▶ GIVEN PASSAGE
◆ ◆ ◆ ◆ ◆

From: Jason Gunthorpe <jgg@nvidia.com>
To: Nicolin Chen <nicolinc@nvidia.com>
Cc: will@kernel.org, robin.murphy@arm.com, joro@8bytes.org,
jean-philippe@linaro.org, miko.lenczewski@arm.com,
balbirs@nvidia.com, peterz@infradead.org, smostafa@google.com,
kevin.tian@intel.com, praan@google.com,
linux-arm-kernel@lists.infradead.org, iommu@lists.linux.dev,
linux-kernel@vger.kernel.org, patches@lists.linux.dev
Subject: Re: [PATCH rfcv2 6/8] iommu/arm-smmu-v3: Populate smmu_domain->invs when attaching masters
Date: Wed, 24 Sep 2025 18:42:15 -0300 [thread overview]
Message-ID: <20250924214215.GR2617119@nvidia.com> (raw)
In-Reply-To: <d3f9777e46d531273dfecb54d69725428cdef308.1757373449.git.nicolinc@nvidia.com>
On Mon, Sep 08, 2025 at 04:27:00PM -0700, Nicolin Chen wrote:
> Update the invs array with the invalidations required by each domain type
> during attachment operations.
>
> Only an SVA domain or a paging domain will have an invs array:
> a. SVA domain will add an INV_TYPE_S1_ASID per SMMU and an INV_TYPE_ATS
> per SID
>
> b. Non-nesting-parent paging domain with no ATS-enabled master will add
> a single INV_TYPE_S1_ASID or INV_TYPE_S2_VMID per SMMU
>
> c. Non-nesting-parent paging domain with ATS-enabled master(s) will do
> (b) and add an INV_TYPE_ATS per SID
>
> d. Nesting-parent paging domain will add an INV_TYPE_S2_VMID followed by
> an INV_TYPE_S2_VMID_S1_CLEAR per vSMMU. For an ATS-enabled master, it
> will add an INV_TYPE_ATS_FULL per SID
Just some minor forward looking clarification - this behavior should
be triggered when a nest-parent is attached through the viommu using
a nesting domain with a vSTE.
A nesting-parent that is just normally attached should act like a
normal S2 since it does not and can not have a two stage S1 on top of
it.
We can't quite get there yet until the next series of changing how the
VMID allocation works.
> The per-domain invalidation is not needed, until the domain is attached to
> a master, i.e. a possible translation request. Giving this clears a way to
> allowing the domain to be attached to many SMMUs, and avoids any pointless
> invalidation overheads during a teardown if there are no STE/CDs referring
> to the domain. This also means, when the last device is detached, the old
> domain must flush its ASID or VMID because any iommu_unmap() call after it
> wouldn't initiate any invalidation given an empty domain invs array.
Grammar/phrasing in this paragraph
> Introduce some arm_smmu_invs helper functions for building scratch arrays,
> preparing and installing old/new domain's invalidation arrays.

◆ ◆ ◆ ◆ ◆

▶ EXTRACTED MATERIAL

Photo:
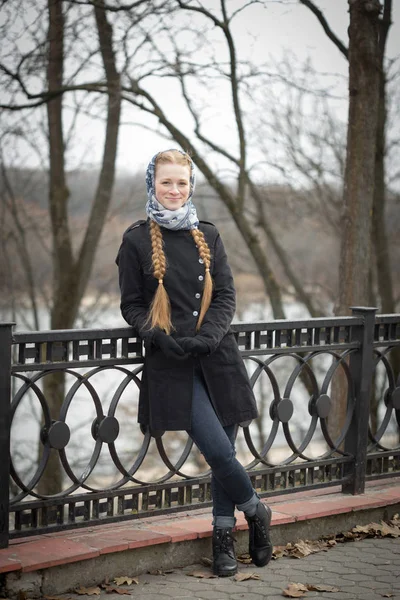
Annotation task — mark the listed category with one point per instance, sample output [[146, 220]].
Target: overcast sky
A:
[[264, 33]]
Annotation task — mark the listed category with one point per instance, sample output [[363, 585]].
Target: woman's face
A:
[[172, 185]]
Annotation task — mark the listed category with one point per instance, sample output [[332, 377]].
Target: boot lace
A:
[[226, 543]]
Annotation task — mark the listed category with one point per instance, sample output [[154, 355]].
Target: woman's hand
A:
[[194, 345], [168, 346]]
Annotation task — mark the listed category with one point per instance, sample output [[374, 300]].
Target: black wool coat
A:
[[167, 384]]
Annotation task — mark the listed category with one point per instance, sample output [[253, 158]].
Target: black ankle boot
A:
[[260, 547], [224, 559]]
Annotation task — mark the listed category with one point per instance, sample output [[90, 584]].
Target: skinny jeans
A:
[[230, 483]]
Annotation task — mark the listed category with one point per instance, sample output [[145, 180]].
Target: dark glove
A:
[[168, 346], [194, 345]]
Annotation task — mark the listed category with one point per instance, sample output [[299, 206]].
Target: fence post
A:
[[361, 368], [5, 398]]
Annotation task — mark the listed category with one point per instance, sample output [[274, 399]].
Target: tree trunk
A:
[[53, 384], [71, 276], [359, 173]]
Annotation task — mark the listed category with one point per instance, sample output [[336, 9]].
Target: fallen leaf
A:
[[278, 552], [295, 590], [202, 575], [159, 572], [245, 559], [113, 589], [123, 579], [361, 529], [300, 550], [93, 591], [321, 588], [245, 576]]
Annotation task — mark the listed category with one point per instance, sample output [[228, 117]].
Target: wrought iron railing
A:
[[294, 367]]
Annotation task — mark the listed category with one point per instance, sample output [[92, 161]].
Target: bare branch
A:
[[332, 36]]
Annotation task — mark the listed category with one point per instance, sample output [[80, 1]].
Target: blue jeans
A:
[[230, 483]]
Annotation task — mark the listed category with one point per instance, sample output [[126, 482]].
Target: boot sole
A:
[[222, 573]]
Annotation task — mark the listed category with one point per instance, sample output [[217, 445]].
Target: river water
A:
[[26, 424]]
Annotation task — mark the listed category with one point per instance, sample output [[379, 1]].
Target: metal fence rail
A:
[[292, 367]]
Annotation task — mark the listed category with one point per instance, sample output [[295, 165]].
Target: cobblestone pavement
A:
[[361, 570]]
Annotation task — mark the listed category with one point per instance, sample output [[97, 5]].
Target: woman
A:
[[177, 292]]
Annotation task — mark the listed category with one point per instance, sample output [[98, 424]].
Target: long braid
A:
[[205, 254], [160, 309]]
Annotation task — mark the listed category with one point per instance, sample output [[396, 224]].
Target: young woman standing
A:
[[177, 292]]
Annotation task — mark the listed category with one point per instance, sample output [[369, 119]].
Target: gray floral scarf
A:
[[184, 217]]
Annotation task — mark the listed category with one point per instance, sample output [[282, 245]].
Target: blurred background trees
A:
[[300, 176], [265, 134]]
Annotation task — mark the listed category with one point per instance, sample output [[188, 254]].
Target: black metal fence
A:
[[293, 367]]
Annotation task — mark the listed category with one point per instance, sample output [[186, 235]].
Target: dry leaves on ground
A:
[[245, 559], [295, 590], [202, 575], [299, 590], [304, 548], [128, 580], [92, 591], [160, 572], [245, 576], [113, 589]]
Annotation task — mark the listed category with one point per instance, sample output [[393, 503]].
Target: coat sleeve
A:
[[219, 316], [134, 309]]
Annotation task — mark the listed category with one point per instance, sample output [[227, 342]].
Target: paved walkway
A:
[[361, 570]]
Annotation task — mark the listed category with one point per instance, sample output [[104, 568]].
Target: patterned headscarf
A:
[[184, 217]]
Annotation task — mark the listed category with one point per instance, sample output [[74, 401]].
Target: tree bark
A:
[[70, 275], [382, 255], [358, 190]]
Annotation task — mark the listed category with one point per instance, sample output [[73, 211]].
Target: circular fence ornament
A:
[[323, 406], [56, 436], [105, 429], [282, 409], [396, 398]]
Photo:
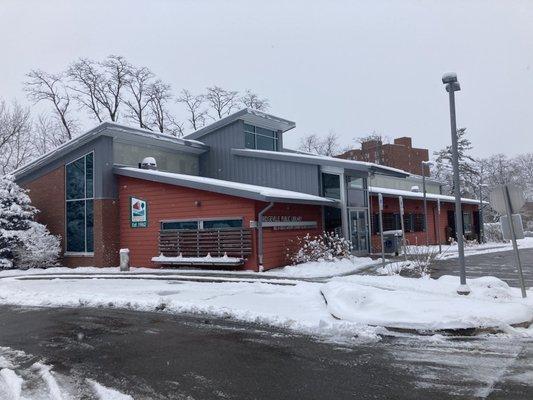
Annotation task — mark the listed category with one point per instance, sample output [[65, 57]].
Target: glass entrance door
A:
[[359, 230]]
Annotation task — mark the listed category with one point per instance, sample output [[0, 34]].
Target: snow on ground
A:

◆ ◆ ◆ ◆ ◆

▶ WHAT TO WORK ON
A. Reproduce the part of the review email that begins at the words "We can't quite" and stops after the words "domain's invalidation arrays.".
B. In the review email, what does an SVA domain add per SMMU?

▶ CORRECT ANSWERS
A.
We can't quite get there yet until the next series of changing how the
VMID allocation works.
> The per-domain invalidation is not needed, until the domain is attached to
> a master, i.e. a possible translation request. Giving this clears a way to
> allowing the domain to be attached to many SMMUs, and avoids any pointless
> invalidation overheads during a teardown if there are no STE/CDs referring
> to the domain. This also means, when the last device is detached, the old
> domain must flush its ASID or VMID because any iommu_unmap() call after it
> wouldn't initiate any invalidation given an empty domain invs array.
Grammar/phrasing in this paragraph
> Introduce some arm_smmu_invs helper functions for building scratch arrays,
> preparing and installing old/new domain's invalidation arrays.

B. An INV_TYPE_S1_ASID.